» Given exercise: From the data below, keep only the lines that contain the string "doorway", copying each one in full. The match is case-sensitive.

-- Start Information provided --

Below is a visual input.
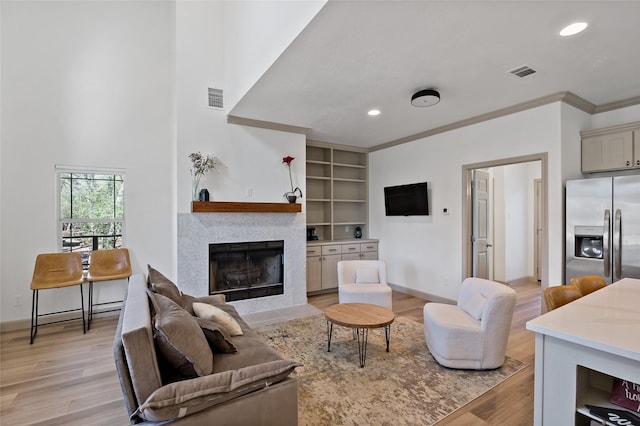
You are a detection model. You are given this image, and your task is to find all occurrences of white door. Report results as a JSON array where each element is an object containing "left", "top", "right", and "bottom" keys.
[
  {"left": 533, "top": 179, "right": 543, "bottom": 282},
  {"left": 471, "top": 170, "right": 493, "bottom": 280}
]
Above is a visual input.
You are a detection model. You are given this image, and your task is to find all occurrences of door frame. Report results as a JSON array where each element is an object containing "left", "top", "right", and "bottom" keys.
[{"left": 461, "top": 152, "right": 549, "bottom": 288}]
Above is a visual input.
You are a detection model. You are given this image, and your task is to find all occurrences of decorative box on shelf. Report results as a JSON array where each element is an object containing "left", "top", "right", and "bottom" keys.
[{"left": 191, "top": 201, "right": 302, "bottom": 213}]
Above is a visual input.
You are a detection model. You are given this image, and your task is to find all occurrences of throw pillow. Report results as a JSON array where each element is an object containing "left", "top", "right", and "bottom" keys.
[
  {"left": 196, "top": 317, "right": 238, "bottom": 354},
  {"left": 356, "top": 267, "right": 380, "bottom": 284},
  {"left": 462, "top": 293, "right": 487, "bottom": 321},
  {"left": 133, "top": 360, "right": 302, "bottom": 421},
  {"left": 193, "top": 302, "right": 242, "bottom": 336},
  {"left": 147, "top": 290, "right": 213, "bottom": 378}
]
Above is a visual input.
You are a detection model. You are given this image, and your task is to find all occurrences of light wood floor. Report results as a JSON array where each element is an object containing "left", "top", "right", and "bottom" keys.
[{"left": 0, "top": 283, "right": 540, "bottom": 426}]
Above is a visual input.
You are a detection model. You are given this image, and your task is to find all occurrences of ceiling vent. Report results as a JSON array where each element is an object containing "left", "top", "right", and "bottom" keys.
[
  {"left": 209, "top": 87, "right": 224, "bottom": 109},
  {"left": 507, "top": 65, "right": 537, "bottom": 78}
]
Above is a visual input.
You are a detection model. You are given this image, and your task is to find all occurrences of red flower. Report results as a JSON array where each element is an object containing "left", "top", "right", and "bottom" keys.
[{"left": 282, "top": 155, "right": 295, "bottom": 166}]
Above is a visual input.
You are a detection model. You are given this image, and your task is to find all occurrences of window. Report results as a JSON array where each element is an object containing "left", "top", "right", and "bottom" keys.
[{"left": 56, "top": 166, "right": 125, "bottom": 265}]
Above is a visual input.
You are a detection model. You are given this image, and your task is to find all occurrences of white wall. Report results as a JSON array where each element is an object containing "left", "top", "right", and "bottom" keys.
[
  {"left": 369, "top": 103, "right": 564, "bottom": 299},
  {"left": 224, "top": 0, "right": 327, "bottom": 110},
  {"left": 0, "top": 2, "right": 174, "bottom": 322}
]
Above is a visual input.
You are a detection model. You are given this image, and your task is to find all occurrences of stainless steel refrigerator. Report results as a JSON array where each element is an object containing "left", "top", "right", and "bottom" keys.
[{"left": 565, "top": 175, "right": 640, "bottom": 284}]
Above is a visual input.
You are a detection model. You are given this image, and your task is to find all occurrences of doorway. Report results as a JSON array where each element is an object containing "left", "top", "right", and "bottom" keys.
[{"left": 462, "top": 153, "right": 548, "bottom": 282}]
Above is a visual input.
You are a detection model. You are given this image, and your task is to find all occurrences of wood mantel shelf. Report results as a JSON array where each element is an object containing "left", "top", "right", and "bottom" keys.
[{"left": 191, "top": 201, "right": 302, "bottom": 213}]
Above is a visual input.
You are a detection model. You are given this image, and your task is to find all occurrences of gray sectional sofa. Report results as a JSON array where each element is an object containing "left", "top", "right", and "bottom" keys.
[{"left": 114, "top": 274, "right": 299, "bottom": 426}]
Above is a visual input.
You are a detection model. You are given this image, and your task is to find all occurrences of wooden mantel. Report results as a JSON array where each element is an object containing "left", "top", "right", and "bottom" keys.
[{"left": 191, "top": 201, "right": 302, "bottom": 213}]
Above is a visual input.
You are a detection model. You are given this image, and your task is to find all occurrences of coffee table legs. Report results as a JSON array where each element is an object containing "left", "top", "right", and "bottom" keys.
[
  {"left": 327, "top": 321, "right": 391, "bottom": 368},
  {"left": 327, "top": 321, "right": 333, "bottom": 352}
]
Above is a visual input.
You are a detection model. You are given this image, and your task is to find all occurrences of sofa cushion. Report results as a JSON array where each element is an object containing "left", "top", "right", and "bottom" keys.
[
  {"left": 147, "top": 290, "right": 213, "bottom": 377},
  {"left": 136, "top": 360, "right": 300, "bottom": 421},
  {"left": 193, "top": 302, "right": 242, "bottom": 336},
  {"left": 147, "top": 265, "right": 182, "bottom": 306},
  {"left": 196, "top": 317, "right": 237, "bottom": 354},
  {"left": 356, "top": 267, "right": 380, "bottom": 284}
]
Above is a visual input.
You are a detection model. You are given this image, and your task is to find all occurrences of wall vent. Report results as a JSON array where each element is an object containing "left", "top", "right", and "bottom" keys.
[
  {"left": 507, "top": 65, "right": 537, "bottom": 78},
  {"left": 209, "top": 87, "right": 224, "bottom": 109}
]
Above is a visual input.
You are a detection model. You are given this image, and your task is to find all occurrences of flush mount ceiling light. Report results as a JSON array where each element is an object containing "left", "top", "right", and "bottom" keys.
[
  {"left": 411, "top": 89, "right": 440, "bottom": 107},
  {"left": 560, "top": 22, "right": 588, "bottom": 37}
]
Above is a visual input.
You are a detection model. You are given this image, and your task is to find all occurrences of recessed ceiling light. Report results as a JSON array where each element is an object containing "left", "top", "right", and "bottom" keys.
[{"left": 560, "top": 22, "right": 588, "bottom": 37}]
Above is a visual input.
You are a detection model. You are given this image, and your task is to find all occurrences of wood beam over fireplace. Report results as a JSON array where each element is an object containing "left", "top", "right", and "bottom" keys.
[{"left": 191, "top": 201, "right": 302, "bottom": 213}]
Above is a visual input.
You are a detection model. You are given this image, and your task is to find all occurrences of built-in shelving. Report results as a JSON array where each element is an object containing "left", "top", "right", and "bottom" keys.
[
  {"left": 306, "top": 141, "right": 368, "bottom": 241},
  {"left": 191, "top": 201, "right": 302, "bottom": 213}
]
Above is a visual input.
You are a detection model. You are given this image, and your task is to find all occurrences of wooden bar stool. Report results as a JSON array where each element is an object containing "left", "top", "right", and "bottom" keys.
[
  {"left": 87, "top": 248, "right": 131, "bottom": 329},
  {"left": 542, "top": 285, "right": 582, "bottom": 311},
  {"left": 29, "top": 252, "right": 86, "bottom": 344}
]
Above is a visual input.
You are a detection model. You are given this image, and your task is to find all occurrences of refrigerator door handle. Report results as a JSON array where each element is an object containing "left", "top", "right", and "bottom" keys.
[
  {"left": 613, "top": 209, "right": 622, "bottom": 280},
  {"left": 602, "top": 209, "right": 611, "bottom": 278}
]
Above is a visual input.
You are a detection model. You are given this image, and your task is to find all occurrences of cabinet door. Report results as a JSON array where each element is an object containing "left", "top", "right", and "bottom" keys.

-- End Information provided --

» The response:
You are a detection model. You are given this image, and your task is to find all occurrences of doorway. Report results as a JSON array where each element is an object containing "left", "top", "right", and "bottom" keys.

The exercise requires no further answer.